■ **Required work**:
Beginning at the line that contains "195, row 691.", transcribe every line up to the last one in the material below. Include no other lines.

■ **Exercise data**:
---*---

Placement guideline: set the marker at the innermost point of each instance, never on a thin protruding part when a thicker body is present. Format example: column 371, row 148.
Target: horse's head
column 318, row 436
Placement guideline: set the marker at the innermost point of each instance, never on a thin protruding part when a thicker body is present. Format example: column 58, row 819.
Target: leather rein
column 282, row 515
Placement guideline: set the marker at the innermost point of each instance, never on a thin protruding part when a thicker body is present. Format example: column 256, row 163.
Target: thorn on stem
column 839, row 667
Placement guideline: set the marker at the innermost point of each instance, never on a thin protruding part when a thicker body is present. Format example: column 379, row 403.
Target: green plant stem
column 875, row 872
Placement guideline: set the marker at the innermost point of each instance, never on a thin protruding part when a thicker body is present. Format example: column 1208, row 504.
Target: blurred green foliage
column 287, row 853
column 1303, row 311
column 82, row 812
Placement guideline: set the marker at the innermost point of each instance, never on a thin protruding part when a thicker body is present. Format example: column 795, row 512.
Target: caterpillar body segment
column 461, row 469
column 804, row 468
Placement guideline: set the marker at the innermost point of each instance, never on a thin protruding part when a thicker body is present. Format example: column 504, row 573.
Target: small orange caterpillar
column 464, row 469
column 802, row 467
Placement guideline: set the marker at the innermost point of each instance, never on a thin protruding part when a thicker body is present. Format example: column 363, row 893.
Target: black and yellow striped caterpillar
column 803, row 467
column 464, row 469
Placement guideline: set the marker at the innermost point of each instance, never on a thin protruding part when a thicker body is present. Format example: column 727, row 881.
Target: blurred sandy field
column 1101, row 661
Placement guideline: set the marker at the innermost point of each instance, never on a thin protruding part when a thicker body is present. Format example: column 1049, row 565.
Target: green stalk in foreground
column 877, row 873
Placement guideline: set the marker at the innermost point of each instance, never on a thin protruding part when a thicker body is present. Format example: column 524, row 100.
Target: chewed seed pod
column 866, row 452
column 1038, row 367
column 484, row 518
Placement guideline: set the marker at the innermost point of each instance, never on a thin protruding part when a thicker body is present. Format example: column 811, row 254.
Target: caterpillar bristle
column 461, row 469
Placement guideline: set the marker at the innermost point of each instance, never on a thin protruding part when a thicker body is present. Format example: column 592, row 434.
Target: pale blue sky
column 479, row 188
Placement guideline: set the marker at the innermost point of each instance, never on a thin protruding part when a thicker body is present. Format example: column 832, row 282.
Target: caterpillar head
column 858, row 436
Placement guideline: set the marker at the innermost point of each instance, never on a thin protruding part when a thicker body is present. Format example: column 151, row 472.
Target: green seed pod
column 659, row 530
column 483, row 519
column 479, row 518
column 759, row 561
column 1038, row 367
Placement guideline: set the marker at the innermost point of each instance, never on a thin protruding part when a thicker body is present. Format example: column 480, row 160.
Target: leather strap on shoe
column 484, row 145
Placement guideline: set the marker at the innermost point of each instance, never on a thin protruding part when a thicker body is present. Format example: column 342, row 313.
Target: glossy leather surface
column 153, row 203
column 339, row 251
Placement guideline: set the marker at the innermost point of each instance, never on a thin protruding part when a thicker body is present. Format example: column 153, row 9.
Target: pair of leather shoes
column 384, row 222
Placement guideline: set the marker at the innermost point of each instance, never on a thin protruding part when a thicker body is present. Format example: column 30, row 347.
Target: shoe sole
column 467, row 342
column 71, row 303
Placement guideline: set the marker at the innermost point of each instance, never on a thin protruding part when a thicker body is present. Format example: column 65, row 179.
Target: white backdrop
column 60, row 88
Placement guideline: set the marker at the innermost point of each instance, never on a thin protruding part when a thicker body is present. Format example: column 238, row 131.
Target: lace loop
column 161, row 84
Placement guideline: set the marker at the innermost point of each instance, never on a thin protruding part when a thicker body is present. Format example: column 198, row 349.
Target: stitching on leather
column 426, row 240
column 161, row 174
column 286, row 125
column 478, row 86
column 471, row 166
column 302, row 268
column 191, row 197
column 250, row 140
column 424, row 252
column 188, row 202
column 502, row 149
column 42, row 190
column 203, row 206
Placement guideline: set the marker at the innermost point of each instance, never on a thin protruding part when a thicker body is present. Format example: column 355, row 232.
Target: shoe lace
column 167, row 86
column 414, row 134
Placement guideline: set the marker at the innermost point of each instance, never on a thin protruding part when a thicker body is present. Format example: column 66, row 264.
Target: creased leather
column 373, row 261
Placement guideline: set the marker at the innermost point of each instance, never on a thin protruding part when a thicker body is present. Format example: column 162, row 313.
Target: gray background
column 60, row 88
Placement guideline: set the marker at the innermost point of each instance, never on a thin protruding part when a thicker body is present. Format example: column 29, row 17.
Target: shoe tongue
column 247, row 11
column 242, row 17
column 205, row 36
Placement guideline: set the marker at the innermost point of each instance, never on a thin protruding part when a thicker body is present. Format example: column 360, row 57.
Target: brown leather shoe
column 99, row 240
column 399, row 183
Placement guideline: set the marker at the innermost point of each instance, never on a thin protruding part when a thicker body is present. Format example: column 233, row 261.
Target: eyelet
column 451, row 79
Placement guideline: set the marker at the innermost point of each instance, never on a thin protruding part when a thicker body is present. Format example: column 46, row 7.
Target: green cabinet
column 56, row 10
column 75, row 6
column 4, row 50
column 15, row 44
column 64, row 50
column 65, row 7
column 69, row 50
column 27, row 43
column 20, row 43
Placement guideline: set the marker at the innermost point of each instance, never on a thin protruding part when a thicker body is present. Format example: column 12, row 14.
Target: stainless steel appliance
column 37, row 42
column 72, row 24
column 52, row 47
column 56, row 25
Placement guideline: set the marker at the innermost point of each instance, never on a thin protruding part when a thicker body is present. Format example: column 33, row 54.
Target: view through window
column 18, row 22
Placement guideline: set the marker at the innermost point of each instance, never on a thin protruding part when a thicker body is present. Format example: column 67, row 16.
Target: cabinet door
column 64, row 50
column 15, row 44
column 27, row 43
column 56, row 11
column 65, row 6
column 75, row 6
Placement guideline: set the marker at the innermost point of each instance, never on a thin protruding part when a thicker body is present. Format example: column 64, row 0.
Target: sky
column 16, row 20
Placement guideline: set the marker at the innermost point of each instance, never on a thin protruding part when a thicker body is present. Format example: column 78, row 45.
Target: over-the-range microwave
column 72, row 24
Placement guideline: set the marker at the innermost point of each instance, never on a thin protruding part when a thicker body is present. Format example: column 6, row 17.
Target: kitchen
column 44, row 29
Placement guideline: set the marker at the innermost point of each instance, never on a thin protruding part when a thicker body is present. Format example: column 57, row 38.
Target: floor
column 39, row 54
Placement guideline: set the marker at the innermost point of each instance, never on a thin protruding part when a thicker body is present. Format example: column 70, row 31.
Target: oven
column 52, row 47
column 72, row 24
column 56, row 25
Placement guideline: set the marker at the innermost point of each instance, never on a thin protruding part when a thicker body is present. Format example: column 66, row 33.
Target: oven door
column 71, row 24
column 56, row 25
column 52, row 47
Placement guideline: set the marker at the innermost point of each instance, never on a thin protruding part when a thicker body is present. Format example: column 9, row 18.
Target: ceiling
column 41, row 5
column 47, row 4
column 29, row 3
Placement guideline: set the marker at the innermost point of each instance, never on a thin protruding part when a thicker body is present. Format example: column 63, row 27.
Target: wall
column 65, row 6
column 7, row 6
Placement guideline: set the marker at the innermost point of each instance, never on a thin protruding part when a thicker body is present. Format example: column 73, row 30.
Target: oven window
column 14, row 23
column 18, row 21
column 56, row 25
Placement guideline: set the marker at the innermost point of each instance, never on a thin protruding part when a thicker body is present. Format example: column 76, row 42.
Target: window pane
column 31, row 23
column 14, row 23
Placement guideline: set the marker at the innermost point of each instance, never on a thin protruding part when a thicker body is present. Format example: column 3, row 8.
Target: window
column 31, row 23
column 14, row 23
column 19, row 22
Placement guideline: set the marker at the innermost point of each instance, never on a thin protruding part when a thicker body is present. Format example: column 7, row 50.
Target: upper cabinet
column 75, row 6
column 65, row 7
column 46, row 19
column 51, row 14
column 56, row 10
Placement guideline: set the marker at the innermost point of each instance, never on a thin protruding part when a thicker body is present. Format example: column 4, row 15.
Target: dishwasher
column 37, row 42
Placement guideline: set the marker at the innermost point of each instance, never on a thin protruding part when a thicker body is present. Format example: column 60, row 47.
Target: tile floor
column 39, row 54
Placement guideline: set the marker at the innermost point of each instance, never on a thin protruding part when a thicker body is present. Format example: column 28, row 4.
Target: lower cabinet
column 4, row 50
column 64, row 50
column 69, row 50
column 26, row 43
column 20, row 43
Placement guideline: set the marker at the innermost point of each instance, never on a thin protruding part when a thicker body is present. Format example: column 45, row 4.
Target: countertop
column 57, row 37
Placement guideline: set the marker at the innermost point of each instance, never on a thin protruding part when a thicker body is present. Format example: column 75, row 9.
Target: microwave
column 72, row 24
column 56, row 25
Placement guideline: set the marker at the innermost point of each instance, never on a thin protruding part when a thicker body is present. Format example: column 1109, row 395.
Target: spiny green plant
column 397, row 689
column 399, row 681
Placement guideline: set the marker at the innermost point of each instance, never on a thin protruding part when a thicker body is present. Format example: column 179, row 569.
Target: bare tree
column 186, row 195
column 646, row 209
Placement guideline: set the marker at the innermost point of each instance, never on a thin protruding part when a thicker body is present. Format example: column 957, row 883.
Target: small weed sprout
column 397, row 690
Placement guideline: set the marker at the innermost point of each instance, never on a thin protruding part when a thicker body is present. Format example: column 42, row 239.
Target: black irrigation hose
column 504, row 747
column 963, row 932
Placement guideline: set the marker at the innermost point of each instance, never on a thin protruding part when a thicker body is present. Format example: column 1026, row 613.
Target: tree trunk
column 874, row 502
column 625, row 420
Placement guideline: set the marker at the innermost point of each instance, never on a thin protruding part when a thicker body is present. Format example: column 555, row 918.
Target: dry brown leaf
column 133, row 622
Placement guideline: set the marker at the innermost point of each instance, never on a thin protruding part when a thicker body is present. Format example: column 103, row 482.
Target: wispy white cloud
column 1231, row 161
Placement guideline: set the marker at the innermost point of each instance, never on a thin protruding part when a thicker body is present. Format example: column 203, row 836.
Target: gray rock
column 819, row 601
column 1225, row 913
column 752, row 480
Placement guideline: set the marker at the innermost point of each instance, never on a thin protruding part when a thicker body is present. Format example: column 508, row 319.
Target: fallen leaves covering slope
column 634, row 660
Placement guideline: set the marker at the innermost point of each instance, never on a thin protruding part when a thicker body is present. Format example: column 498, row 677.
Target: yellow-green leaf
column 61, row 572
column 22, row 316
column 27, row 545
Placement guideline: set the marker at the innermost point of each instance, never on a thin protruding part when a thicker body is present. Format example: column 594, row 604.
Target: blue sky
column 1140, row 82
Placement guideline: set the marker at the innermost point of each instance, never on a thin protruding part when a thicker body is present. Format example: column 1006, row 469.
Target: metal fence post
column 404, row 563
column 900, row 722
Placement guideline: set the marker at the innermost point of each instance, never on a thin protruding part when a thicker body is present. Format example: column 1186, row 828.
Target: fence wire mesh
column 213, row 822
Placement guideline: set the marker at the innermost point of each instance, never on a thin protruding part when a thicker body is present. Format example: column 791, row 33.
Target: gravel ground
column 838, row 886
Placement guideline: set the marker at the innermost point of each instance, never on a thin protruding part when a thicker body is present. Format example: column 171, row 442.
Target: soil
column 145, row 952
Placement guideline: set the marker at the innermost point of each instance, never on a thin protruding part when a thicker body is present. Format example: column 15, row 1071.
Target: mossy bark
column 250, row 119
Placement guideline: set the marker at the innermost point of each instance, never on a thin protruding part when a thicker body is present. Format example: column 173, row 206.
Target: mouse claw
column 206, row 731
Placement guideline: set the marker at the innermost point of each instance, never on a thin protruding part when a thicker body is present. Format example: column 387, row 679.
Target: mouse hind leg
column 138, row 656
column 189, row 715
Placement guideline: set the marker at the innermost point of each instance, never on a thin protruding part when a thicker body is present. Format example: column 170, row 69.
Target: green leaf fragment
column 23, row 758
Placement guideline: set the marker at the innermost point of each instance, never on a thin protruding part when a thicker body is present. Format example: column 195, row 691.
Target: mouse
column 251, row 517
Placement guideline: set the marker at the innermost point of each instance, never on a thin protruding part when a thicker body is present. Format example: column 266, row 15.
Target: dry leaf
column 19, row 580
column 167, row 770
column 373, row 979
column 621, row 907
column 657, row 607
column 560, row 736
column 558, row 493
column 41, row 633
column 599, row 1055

---*---

■ **Task answer**:
Placement guideline: set the marker at the innermost point of each instance, never on a thin protruding part when a thicker body is present. Format example: column 195, row 691.
Target: mouse
column 251, row 517
Placement guideline: set the marker at the innermost point of each instance, never on a thin protruding part when a thicker body is present. Format example: column 266, row 15.
Target: dry leaf
column 19, row 580
column 167, row 770
column 373, row 979
column 621, row 907
column 657, row 607
column 560, row 736
column 558, row 493
column 41, row 633
column 599, row 1055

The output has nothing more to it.